**Required work**
Copy the full listing exactly.
------------------------
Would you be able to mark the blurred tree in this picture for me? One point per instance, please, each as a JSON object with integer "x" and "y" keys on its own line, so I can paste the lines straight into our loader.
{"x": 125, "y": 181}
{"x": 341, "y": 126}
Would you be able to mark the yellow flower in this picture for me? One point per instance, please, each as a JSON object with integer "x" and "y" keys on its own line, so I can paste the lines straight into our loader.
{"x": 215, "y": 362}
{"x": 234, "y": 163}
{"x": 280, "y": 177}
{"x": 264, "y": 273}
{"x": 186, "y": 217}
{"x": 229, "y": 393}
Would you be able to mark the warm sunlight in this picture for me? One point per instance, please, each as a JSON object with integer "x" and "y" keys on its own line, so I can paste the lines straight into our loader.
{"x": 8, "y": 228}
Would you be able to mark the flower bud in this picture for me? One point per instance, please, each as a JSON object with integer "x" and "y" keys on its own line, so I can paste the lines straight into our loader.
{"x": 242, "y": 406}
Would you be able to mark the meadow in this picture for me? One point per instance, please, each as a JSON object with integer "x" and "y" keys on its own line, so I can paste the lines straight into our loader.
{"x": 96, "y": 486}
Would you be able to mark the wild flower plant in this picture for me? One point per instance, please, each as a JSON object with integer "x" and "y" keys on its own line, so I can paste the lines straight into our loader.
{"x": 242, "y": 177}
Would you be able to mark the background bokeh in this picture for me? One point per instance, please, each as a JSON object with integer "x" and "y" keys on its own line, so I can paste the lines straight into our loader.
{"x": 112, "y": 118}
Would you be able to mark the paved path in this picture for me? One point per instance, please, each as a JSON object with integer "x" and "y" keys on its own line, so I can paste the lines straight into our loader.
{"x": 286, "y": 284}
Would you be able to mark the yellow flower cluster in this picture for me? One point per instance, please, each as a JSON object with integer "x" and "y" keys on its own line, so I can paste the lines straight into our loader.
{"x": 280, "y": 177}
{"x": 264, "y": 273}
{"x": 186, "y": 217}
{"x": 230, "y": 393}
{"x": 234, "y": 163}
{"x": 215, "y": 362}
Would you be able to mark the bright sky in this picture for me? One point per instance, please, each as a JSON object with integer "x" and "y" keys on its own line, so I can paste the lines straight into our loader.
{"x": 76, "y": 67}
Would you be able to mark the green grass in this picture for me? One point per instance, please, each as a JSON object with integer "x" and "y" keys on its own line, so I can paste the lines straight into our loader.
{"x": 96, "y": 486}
------------------------
**Answer area**
Would you be able to mark the blurred tree in this picture for me? One point per instance, please, each as a JSON object with integer "x" and "y" keys on its own line, so I can paste the lines straight into our loader.
{"x": 125, "y": 181}
{"x": 341, "y": 126}
Would you be able to mark the yellow flower in this picture for me? One point per instance, please, each as a JSON object with integer "x" and "y" keys on its own line, so I can paste the lines straight into our loader.
{"x": 215, "y": 362}
{"x": 234, "y": 163}
{"x": 280, "y": 177}
{"x": 264, "y": 273}
{"x": 186, "y": 217}
{"x": 229, "y": 393}
Would you be able to mark the warm sunlight in this picture for me? One point per instance, please, each as a JSON object with integer "x" and "y" keys on its own line, so I can paste the lines straight into our loader.
{"x": 8, "y": 228}
Would you be able to mark the flower bud in this picture for me? One point per instance, please, each as a JSON object with integer "x" and "y" keys on its own line, so I can paste the lines straight into our loader.
{"x": 242, "y": 406}
Would you be able to mark the meadow in this picture for me? One point per instance, please, each as a JSON object with integer "x" and "y" keys on its own line, so I can paste the lines straight into our loader.
{"x": 96, "y": 486}
Would you be able to mark the wild flower plant in this picture for me? One point per instance, please, each as a JSON object with integer "x" and "y" keys on its own line, so I can paste the lines straight into our loader.
{"x": 242, "y": 177}
Would you be able to mark the background bokeh in this picture for me? One point per instance, please, each as a JSON object with integer "x" and "y" keys on its own line, so I can paste the lines straight into our loader.
{"x": 112, "y": 118}
Would you be able to mark the paved path in this picture for me? One point per instance, please, each as a JSON object with integer "x" and "y" keys on its own line, so I can paste the lines straight into our loader.
{"x": 286, "y": 284}
Would you be able to mark the yellow flower cluster in this picture for me? One point per instance, please, each as a JSON object with integer "x" and "y" keys on its own line, so I can paste the lines straight into our loader.
{"x": 280, "y": 177}
{"x": 264, "y": 273}
{"x": 186, "y": 217}
{"x": 230, "y": 393}
{"x": 234, "y": 163}
{"x": 215, "y": 362}
Would you be able to mark the bright sky in this picture for me? One point per instance, please, each as a JSON object with integer "x" and "y" keys on its own line, so I can paste the lines straight into our loader.
{"x": 76, "y": 67}
Would you be able to mark the green grass in this picture for me? One point per instance, please, each as a JSON object with integer "x" and "y" keys on its own line, so I can paste the lines straight into our loader.
{"x": 96, "y": 486}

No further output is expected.